# [Actions to take]
**A)** List every ingredient that goes into the sweet and sour sauce in the sweet and sour pork recipe text.
**B)** Write a continuation of the sweet and sour pork recipe text, beginning after its final sentence.

═══ Study text

Chinese Sweet & Sour Pork
User Reviews
5
Chinese Sweet & Sour Pork
Description
This recipe involves marinating pork chunks in soy sauce and white pepper for at least four hours to enhance flavor. After marinating, the pork is coated in beaten egg and all-purpose flour, then refrigerated to allow the coating to set. The coated pork pieces are deep-fried in peanut or other high smoke-point oil at 350°F (177°C) until golden and crisp, about 6-7 minutes per batch, providing a crunchy exterior with tender meat inside.
The sweet and sour sauce is prepared by mixing pickle juice, pineapple juice, ketchup, cornstarch, and brown sugar, which creates a tangy and mildly sweet base. This sauce is combined with vegetables such as onions, red bell peppers, and pineapple chunks, adding texture and bursts of flavor that complement the fried pork.
This dish is typically served hot, allowing the crispiness of the pork to contrast with the glossy, flavorful sauce. It can be enjoyed with steamed rice or noodles for a full meal and is a staple in many Chinese-inspired home and restaurant kitchens.

══════
═══ Supplied data

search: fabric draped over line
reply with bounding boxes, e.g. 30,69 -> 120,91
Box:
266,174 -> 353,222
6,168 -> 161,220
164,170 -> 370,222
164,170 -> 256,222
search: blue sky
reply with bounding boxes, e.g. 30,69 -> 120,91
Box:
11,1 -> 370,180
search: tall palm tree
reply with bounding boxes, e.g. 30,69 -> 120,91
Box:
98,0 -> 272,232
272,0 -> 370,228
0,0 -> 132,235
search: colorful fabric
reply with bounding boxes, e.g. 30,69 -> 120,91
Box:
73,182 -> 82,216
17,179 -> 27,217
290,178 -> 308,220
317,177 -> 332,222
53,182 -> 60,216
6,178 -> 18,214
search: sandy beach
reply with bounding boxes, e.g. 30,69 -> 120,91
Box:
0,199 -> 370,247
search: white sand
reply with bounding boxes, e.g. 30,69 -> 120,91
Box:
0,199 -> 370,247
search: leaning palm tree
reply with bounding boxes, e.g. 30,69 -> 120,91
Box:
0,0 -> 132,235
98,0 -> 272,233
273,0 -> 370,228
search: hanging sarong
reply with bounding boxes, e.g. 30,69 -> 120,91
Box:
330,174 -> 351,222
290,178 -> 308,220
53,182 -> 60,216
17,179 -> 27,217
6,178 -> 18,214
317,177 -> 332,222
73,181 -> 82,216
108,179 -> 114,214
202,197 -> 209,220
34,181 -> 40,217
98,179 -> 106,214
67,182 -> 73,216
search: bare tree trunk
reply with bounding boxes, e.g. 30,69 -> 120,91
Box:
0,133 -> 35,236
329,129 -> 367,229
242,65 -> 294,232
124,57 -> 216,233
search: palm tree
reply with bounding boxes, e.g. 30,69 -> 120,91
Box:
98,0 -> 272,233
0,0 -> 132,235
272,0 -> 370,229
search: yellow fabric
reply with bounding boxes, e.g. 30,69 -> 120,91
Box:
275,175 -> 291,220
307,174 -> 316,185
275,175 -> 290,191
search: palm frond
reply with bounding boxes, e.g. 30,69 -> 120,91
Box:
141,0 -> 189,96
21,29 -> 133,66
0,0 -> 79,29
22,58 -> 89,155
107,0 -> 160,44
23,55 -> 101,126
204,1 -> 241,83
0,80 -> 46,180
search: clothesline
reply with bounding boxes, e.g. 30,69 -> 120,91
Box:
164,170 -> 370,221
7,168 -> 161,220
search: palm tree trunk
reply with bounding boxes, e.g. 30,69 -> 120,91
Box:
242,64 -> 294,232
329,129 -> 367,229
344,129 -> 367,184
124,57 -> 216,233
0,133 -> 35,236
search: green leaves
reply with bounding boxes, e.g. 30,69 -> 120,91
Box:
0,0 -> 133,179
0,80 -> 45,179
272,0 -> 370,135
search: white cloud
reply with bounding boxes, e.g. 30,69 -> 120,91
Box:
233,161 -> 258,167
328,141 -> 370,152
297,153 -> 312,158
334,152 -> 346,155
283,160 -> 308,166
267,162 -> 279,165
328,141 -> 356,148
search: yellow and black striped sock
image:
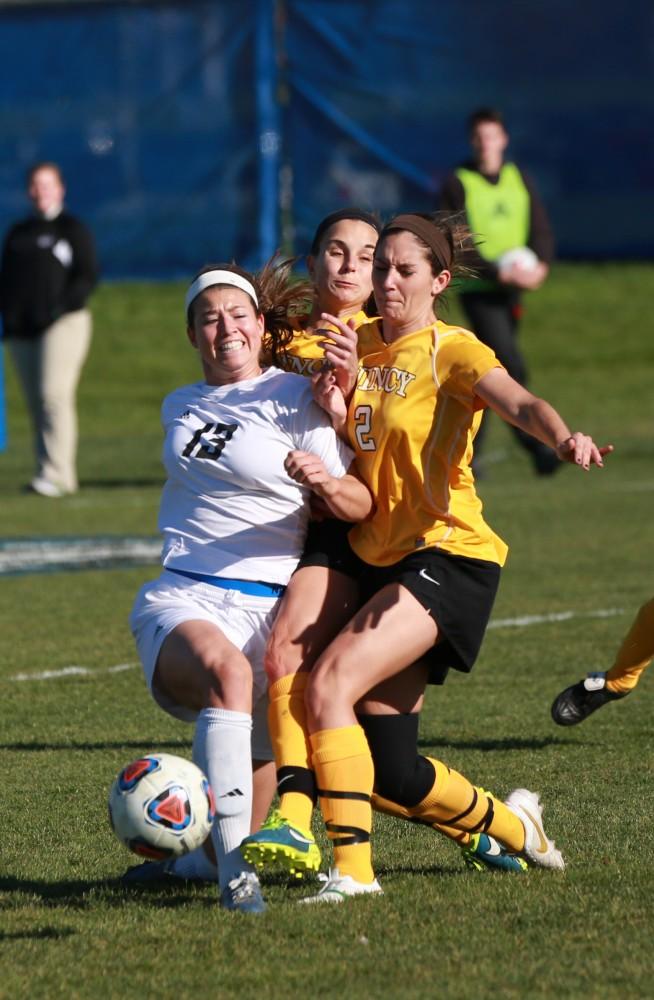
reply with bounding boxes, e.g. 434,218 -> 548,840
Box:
371,792 -> 471,847
606,597 -> 654,694
311,726 -> 375,883
411,757 -> 525,852
268,673 -> 316,830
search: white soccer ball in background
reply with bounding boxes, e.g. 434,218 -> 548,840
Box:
109,753 -> 216,860
495,247 -> 538,271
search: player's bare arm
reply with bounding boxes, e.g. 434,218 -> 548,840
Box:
475,368 -> 613,470
284,451 -> 373,521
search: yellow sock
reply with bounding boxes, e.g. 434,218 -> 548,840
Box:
268,673 -> 315,830
371,792 -> 471,847
411,757 -> 525,851
311,726 -> 375,883
606,597 -> 654,694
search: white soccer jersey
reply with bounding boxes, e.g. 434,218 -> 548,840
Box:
159,368 -> 353,584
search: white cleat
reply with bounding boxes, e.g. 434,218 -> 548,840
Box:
504,788 -> 565,871
299,868 -> 383,903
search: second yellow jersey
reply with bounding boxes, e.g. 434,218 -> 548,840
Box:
348,321 -> 507,566
279,310 -> 370,378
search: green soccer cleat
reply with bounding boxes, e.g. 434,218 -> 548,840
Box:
461,833 -> 528,873
241,809 -> 320,878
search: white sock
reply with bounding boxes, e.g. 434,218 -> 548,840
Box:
171,846 -> 218,882
193,708 -> 254,889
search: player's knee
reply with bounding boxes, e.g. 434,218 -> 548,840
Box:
263,621 -> 299,685
204,657 -> 252,712
358,713 -> 434,809
304,659 -> 355,729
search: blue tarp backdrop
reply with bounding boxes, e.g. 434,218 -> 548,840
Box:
0,0 -> 654,278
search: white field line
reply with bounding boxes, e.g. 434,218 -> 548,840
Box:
7,663 -> 138,681
488,608 -> 624,628
7,608 -> 624,681
0,537 -> 161,574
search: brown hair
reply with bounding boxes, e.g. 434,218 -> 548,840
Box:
378,212 -> 476,278
186,254 -> 313,366
468,108 -> 507,132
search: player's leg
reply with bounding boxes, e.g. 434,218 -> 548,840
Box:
40,309 -> 91,493
552,598 -> 654,726
7,337 -> 46,497
307,585 -> 437,900
243,565 -> 358,877
130,571 -> 276,912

══════

# [Answers to each task]
**A)** pickle juice, pineapple juice, ketchup, cornstarch, brown sugar

**B)**
Ingredients
Pork:
- 2 lbs pork butt cut into 1" chunks, or pork shoulder, 豬肉
- 2 tablespoon soy sauce 醬油
- ½ teaspoon white pepper 胡椒粉
- 1 egg large, 蛋
- 1 C all-purpose flour or as needed, 麵粉
For frying:
- 4 C peanut oil or high smoke-point vegetable oil, 花生油
Sweet and sour sauce:
- ½ C pickle juice 泡菜汁
- 6 oz pineapple juice from the can of pineapple chunks, 180ml, 菠蘿汁
- ½ C ketchup 茄汁
- 1 teaspoon corn starch Chinese name 鷹粟粉
- 2 tablespoon brown sugar 紅糖
- 1 tablespoon vegetable oil 菜油
- 1 C onion white, 洋蔥
- 1 C red bell pepper or combination of orange, yellow, green bell pepper), cut into chunks, 甜椒
- 1 can pineapple drained, but reserve the liquid for the sauce, chunks, 菠蘿
Instructions
Prepare the pork:
- In a large bowl, place the chunks of pork along with soy sauce and white pepper.
- Stir combine the pork with the seasonings.
- Cover with a lid and place into the fridge to marinate for at least 4 hours.
- Remove the pork from the fridge and add 1 beaten egg to the diced pork.
- Add enough flour (anywhere from ¾ C to 1 C or more) all-purpose flour to evenly coat the pork.
- Cover and let the flour-dredged pork sit in the fridge for another hour.
Fry the pork:
- Heat up a wok or large pot of oil over medium-high heat.
- Once the oil temperature reaches 350°F/177C, add pieces of flour-dredged pork into the frying oil and fry it batches, about 6-7 minutes per batch, until golden brown and crisp.
- Remove the pork with a slotted spoon and drain onto a baking sheet lined with paper towel.
- Repeat with the remaining pork.
Make the sauce:
- Combine pickle juice, pineapple juice, ketchup, cornstarch, and brown sugar in a bowl and stir well. Set aside.
- In a wok over medium-high heat, add in 1 tablespoon oil and add in the white onion and bell peppers.
- Sauté for 1-2 minutes, until aromatic.
- Add in the pineapple chunks, along with the sauce mixture.
- Bring to a simmer and cook until the sauce has reduced and thickened, about 5-7 minutes.
- Add in the fried pork, and lightly toss to combine with the sauce.
- Transfer to a dish and serve with steamed rice.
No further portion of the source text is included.